(Entries from a data source)
* Begin *
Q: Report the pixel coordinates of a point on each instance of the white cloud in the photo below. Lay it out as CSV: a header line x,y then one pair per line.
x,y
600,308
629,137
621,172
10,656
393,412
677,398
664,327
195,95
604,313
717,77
* End *
### EXERCISE BRIEF
Output every entry above verbatim, line for line, with no changes.

### SOLUTION TO THE EXERCISE
Q: Report the pixel coordinates of a point on each instance of the white cloud in the photo below. Lay it out as CSV: a header line x,y then one pair per line.
x,y
600,308
629,137
621,172
10,656
393,412
677,398
664,327
195,95
604,313
717,77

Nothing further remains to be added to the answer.